# TASKS TO CARRY OUT
(1) Answer these questions about the forum thread on pile-ons:
(a) How many people being terse at once does one post call provocative?
(b) What does one post say a code yellow offense can become because of pile-ons?
(c) What are the next 23 posts to say in the suggestion?
(2) Summarize the forum thread on pile-ons in two sentences.

# EXTRACT TO READ
U all sux and Josh is a big foggat!!!!!!1111,
... perversely tempted to tag. 'cause it makes me giggle.
No one person intends to be nasty, but 15 or 20 people being terse at once is provocative and it's not nice.
Trudy, when you express your opinion here, are you checking first to make sure that you're in the minority, to avoid a pile-on? Is that honestly what you expect people to do?
When 15 or 20 people get terse, it's a SYMPTOM. The cause needs to be addressed, not excused.
When fifteen or twenty people get pissed off at once, don't you think the problem isn't that they're pissed, but that someone has seriously crossed a freaking line? Most of this shit is crossposting.
I agree completely.
But I think the pile-ons exascerbate the problem to such a point that it becomes a code orange when the initial offense was a code yellow. I think if we can find a way to address the pile-ons things will calm down a lot.
Suggestion:
Zoe (or anybody for that matter) says something obnoxious.
The next 23 posts are simply "Zoe, that wasn't nice"
That way the problem is addressed without escalating. The crap isn't ignored but the bait isn't taken either. (The phrase doesn't matter, btw, as long as we all agree on one)
Perhaps it's a perverse need to have a discussion that prompts people to get detailed.

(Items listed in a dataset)
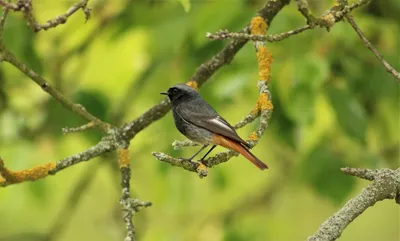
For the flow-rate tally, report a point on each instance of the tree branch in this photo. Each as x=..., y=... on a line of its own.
x=45, y=85
x=204, y=71
x=385, y=185
x=263, y=109
x=26, y=7
x=368, y=44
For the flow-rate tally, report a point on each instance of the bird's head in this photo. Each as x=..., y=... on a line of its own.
x=179, y=93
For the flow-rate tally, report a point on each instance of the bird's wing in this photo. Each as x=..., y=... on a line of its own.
x=201, y=114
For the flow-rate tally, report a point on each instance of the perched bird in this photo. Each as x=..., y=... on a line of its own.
x=199, y=122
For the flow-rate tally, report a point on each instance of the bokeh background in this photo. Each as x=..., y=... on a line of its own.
x=335, y=106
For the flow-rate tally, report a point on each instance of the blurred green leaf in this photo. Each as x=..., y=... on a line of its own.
x=20, y=40
x=301, y=103
x=94, y=101
x=312, y=70
x=185, y=5
x=219, y=179
x=349, y=113
x=38, y=190
x=321, y=170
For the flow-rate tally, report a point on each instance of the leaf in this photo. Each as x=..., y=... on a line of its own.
x=20, y=40
x=312, y=70
x=349, y=113
x=185, y=5
x=301, y=103
x=321, y=170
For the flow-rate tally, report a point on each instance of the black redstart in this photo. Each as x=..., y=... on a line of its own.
x=199, y=122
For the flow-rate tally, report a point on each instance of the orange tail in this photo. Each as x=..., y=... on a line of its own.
x=235, y=146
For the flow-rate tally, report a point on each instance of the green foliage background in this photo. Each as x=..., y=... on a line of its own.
x=335, y=106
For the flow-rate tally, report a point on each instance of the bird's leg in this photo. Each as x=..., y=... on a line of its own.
x=212, y=148
x=195, y=154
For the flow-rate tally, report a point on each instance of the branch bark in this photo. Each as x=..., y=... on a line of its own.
x=385, y=185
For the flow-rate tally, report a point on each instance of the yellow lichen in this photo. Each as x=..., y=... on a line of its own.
x=329, y=20
x=33, y=174
x=264, y=59
x=192, y=84
x=264, y=102
x=123, y=157
x=253, y=136
x=258, y=26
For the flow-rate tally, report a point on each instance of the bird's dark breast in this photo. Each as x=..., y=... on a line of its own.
x=191, y=131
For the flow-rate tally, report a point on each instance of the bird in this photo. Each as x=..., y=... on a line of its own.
x=198, y=121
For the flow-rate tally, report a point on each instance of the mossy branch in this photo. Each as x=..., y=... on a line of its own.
x=385, y=185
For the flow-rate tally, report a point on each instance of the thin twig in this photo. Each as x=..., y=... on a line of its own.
x=54, y=22
x=3, y=18
x=385, y=64
x=386, y=185
x=45, y=85
x=84, y=127
x=225, y=34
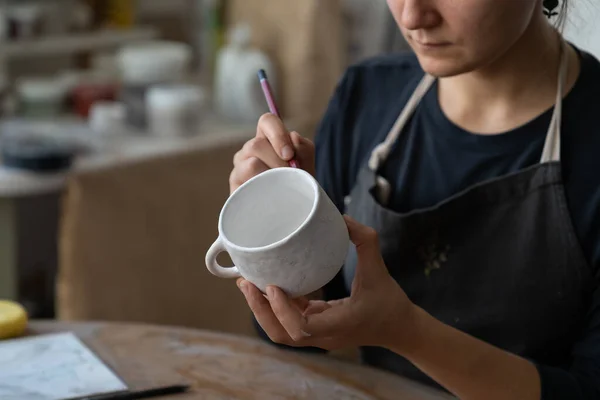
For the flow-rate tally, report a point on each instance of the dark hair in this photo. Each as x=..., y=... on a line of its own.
x=558, y=9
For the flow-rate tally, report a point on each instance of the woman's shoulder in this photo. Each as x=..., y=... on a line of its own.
x=384, y=73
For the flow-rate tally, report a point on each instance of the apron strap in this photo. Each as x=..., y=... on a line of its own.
x=381, y=152
x=550, y=153
x=552, y=145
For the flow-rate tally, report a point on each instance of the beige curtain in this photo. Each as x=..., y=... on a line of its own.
x=133, y=240
x=305, y=40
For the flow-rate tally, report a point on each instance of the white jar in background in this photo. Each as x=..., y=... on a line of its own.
x=238, y=94
x=144, y=65
x=107, y=118
x=175, y=110
x=41, y=97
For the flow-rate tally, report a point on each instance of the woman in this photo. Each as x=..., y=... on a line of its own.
x=475, y=213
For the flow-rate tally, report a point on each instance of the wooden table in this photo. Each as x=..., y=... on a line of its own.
x=222, y=366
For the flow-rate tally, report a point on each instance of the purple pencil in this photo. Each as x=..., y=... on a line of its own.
x=264, y=83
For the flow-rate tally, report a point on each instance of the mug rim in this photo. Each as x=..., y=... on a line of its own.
x=309, y=217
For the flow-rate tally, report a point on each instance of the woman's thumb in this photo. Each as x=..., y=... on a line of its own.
x=366, y=242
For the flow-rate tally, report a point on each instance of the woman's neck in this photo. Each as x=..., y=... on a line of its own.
x=512, y=90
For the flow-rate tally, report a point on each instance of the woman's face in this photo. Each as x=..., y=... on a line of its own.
x=451, y=37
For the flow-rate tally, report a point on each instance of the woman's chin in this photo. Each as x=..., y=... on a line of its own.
x=443, y=67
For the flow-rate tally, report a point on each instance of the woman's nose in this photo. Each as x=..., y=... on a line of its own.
x=418, y=14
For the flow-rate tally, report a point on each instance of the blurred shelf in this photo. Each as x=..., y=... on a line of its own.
x=75, y=43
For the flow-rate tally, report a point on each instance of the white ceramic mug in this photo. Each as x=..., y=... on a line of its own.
x=280, y=228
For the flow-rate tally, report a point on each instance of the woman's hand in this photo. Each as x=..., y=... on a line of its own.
x=272, y=147
x=378, y=312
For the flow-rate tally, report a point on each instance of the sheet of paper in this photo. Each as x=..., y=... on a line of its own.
x=53, y=367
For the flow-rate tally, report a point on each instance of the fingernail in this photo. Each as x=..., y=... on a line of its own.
x=287, y=152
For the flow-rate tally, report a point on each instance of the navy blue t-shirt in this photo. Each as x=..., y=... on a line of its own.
x=434, y=159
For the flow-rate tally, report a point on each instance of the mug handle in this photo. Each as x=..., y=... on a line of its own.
x=214, y=267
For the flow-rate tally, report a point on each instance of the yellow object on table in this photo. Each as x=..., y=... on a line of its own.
x=13, y=319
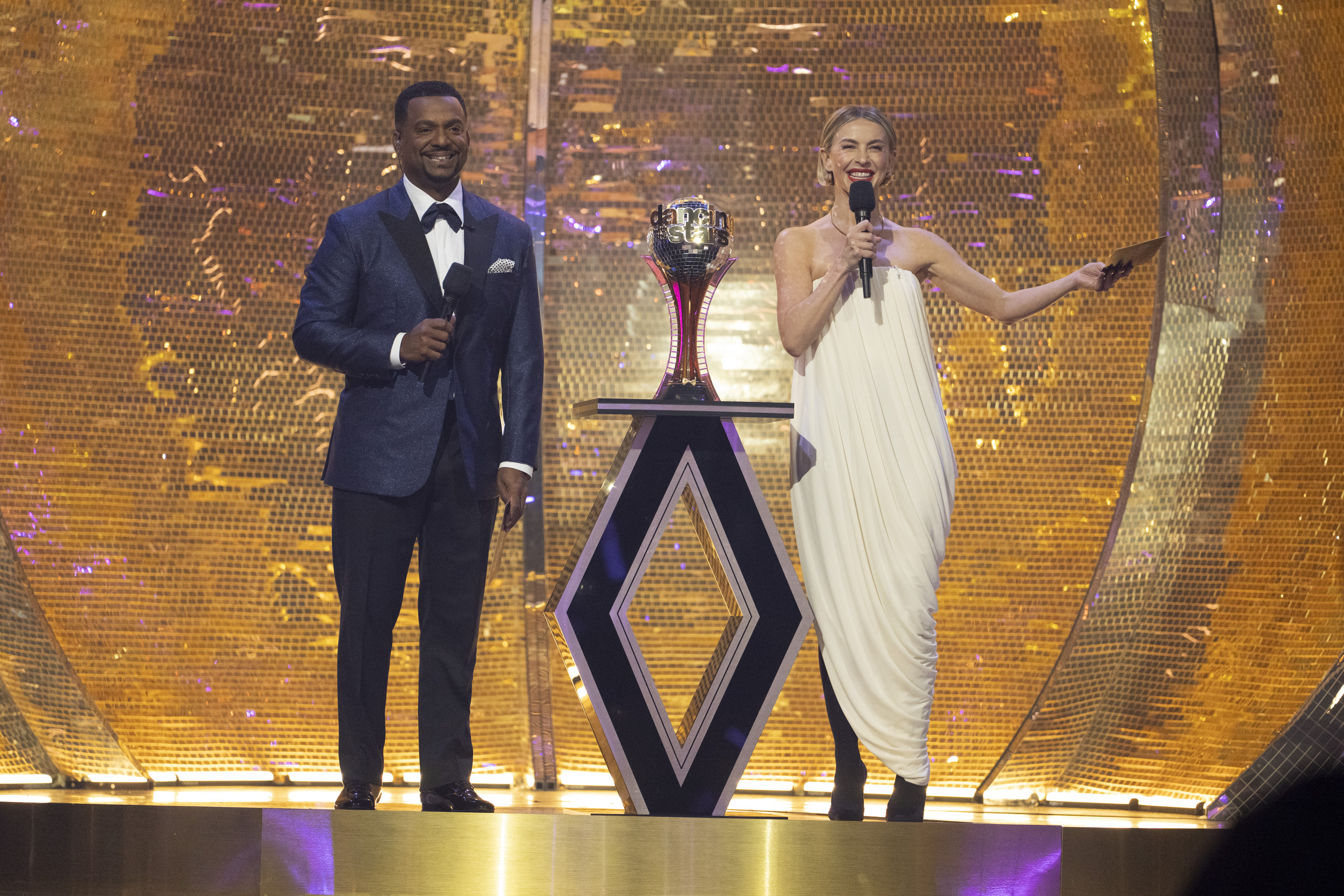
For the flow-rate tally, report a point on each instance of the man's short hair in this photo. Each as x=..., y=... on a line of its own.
x=424, y=89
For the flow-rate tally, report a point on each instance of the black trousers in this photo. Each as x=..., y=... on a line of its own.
x=850, y=770
x=373, y=539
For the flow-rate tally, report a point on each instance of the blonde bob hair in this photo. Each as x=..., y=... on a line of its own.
x=842, y=117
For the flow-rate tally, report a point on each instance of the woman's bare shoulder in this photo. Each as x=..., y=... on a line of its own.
x=797, y=238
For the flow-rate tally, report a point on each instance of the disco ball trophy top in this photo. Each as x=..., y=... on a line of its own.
x=691, y=244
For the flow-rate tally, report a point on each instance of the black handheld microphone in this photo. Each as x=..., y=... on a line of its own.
x=457, y=284
x=862, y=202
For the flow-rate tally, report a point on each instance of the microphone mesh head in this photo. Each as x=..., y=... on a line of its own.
x=862, y=197
x=459, y=281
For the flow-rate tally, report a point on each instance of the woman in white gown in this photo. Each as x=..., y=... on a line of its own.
x=873, y=465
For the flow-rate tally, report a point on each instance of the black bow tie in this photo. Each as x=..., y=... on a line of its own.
x=441, y=210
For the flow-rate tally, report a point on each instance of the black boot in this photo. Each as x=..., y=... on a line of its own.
x=851, y=774
x=906, y=801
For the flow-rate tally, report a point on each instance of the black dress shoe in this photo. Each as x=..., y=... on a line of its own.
x=906, y=801
x=455, y=797
x=359, y=794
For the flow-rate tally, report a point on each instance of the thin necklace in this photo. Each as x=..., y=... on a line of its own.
x=877, y=233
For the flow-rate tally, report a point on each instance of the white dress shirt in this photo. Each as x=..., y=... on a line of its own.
x=445, y=246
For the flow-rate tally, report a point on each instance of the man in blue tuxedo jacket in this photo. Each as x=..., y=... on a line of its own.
x=418, y=453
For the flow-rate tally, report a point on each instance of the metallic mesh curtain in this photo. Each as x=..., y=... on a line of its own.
x=167, y=172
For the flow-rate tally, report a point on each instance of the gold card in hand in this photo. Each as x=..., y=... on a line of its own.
x=1136, y=254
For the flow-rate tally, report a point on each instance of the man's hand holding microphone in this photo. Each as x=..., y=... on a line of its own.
x=428, y=340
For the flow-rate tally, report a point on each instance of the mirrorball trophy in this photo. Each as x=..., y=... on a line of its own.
x=691, y=244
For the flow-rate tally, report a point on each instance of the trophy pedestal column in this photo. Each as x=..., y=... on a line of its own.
x=690, y=453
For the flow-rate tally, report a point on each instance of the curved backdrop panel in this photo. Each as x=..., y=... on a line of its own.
x=168, y=171
x=1221, y=607
x=162, y=445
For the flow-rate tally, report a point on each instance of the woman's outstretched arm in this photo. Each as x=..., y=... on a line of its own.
x=975, y=291
x=801, y=310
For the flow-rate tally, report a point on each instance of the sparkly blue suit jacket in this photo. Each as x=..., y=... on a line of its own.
x=371, y=279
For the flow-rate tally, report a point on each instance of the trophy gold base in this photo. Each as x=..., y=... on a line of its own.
x=685, y=393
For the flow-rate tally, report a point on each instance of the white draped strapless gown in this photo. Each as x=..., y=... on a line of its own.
x=874, y=477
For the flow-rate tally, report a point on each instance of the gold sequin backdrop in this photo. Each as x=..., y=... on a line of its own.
x=167, y=171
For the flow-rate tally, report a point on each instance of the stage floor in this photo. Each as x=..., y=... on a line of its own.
x=287, y=841
x=585, y=802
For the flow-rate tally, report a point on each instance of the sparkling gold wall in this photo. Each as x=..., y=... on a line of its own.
x=1221, y=607
x=167, y=172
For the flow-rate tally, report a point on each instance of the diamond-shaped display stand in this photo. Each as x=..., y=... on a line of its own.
x=689, y=453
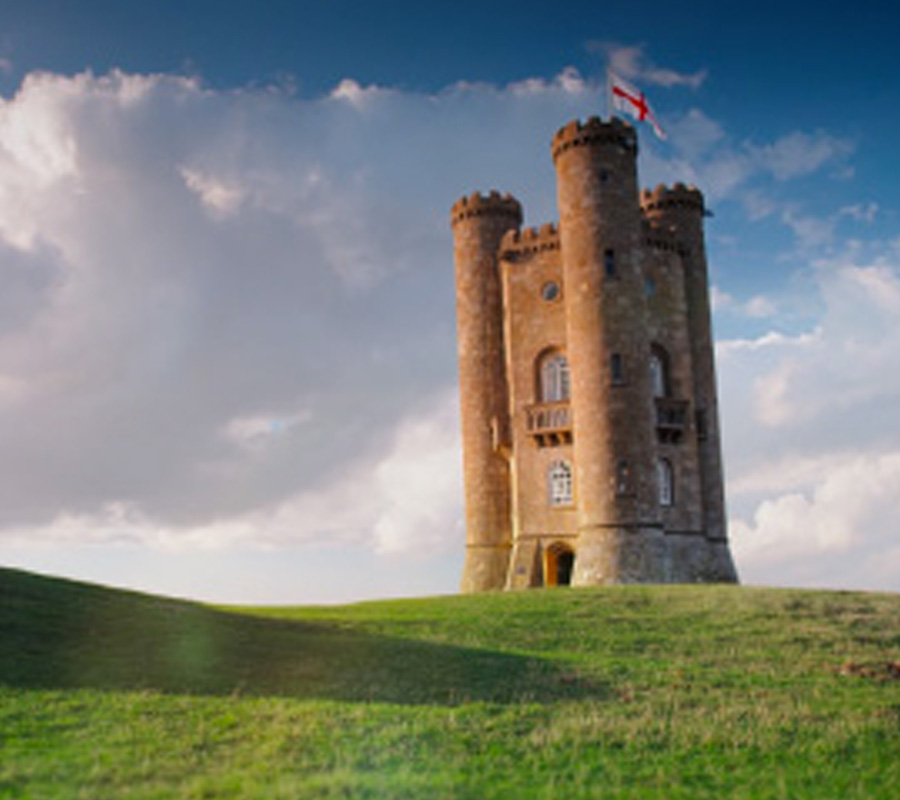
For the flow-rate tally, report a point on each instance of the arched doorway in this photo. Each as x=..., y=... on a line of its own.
x=558, y=565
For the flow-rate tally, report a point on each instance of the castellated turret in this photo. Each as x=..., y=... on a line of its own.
x=590, y=429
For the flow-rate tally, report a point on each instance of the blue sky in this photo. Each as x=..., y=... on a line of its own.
x=227, y=353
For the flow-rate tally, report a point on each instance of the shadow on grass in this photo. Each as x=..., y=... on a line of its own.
x=57, y=634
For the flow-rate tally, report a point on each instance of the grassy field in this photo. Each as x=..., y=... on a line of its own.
x=632, y=692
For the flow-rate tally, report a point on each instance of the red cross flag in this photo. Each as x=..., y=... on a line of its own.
x=624, y=98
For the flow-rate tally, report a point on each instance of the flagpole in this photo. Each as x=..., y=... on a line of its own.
x=609, y=103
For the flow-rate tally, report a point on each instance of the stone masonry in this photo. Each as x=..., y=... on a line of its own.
x=591, y=449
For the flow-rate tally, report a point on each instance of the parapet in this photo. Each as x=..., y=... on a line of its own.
x=529, y=241
x=594, y=131
x=659, y=237
x=493, y=204
x=663, y=198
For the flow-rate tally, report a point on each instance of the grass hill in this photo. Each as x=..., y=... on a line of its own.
x=628, y=692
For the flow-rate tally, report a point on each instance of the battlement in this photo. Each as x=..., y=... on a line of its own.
x=658, y=237
x=594, y=131
x=663, y=198
x=493, y=204
x=530, y=240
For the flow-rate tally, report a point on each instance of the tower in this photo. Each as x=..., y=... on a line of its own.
x=590, y=428
x=478, y=226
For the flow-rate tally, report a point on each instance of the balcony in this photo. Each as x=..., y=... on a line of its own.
x=550, y=423
x=671, y=419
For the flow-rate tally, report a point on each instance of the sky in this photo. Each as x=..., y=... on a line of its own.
x=227, y=324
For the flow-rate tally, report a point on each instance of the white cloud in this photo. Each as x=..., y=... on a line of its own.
x=408, y=499
x=813, y=449
x=228, y=317
x=846, y=525
x=217, y=195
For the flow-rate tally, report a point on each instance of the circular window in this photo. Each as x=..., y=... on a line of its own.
x=550, y=291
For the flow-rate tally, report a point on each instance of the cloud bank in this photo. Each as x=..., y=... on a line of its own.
x=227, y=317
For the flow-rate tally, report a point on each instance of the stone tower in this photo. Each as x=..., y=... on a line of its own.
x=590, y=429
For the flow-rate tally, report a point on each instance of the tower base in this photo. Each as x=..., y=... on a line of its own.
x=611, y=555
x=485, y=568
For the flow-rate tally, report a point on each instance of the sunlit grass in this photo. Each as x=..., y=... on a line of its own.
x=634, y=692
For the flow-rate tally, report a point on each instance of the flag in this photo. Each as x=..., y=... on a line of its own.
x=623, y=97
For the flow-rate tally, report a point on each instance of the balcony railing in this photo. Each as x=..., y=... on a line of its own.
x=671, y=418
x=550, y=423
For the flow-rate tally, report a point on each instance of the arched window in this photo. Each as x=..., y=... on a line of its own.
x=659, y=372
x=559, y=484
x=616, y=369
x=609, y=263
x=666, y=481
x=622, y=478
x=554, y=377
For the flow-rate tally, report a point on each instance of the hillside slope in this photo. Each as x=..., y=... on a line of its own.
x=631, y=692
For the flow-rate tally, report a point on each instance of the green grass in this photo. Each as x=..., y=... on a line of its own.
x=633, y=692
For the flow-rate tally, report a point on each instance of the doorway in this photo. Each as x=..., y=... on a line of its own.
x=558, y=566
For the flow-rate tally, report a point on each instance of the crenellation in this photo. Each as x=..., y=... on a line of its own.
x=594, y=131
x=492, y=204
x=529, y=241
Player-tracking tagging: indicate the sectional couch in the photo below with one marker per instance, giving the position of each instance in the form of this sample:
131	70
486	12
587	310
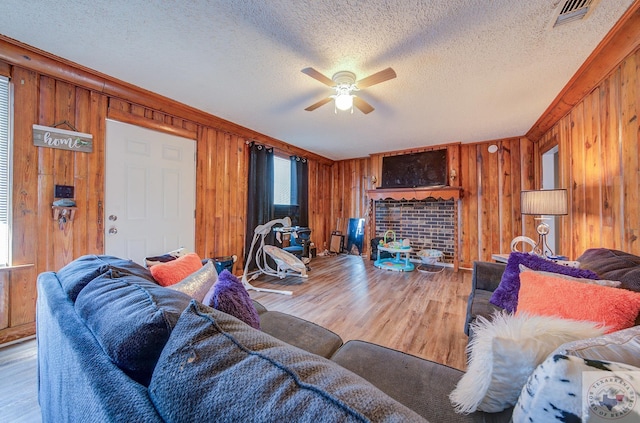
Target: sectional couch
115	346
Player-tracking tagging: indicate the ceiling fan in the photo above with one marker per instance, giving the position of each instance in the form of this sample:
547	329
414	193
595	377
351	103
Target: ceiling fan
344	83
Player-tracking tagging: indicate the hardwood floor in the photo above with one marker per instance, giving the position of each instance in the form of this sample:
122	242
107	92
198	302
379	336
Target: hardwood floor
18	383
418	313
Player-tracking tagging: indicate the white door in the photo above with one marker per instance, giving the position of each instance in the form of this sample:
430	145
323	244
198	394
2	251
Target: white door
150	192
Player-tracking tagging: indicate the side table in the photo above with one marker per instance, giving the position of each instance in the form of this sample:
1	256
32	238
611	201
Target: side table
396	263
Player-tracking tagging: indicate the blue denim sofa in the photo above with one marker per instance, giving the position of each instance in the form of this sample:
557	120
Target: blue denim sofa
114	346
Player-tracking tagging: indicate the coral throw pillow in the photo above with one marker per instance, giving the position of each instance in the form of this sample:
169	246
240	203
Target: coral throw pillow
172	272
553	296
230	296
506	295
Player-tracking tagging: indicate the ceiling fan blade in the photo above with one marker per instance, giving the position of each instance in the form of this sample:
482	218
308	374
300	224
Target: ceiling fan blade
317	75
362	105
376	78
318	104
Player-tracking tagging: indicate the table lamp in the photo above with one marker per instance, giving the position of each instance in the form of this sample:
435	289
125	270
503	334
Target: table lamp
546	202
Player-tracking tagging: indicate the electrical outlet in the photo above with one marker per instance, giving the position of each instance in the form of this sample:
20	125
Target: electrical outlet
63	191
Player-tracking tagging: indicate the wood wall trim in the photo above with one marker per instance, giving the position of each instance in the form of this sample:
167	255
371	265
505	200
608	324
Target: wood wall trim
445	193
621	41
122	116
23	55
5	69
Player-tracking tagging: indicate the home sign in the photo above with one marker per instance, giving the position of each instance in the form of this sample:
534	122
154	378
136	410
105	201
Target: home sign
46	136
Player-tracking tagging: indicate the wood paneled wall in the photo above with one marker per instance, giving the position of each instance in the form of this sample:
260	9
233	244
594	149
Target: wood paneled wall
598	145
492	183
70	94
490	207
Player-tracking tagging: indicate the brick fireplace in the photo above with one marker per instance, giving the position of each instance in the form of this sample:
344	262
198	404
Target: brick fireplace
429	218
427	223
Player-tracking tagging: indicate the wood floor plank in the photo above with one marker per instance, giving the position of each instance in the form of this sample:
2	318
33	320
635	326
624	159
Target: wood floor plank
18	383
418	313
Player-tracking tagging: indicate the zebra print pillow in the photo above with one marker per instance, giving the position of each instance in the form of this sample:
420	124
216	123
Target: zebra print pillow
555	391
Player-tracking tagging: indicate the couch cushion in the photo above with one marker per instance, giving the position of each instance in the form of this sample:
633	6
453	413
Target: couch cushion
622	346
553	296
481	306
504	352
300	333
421	385
228	371
174	271
506	295
77	274
197	284
563	387
230	296
613	264
131	319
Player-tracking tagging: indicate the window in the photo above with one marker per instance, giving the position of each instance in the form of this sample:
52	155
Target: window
281	181
5	171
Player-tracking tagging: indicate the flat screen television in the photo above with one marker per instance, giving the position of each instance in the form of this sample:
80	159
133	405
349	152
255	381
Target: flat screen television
425	169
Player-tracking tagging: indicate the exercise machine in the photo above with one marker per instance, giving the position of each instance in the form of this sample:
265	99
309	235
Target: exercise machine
287	264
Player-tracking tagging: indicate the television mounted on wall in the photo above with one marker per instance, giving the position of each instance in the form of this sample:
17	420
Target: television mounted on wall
424	169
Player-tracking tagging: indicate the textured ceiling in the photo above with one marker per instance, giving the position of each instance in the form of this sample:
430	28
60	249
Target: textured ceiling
467	70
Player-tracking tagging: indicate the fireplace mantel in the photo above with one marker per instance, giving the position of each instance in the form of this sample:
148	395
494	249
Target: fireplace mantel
440	193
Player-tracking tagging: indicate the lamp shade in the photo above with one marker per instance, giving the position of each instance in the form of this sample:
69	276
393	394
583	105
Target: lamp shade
544	202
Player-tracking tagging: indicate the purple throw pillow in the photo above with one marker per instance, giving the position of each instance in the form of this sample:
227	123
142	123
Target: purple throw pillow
230	296
506	295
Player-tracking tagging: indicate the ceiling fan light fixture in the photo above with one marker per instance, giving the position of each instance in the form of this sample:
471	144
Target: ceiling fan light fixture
344	101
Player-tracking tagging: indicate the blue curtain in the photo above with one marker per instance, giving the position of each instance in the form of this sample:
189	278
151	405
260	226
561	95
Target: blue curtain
300	188
260	192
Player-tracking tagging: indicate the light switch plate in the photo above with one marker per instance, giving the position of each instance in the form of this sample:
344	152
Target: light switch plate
63	191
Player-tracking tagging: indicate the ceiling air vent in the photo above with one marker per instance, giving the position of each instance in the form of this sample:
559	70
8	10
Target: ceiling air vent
573	10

# SOLVED PROBLEMS
(1)
(a) 15 or 20 people.
(b) A code orange.
(c) "Zoe, that wasn't nice"

(2) Posters disagree over whether 15 or 20 people being terse at once is itself provocative or is a symptom of someone seriously crossing a line, with the cause needing to be addressed. One poster agrees but says pile-ons escalate the problem, and suggests that everyone answer an obnoxious post with one agreed phrase, such as "Zoe, that wasn't nice," so the problem is addressed without escalating.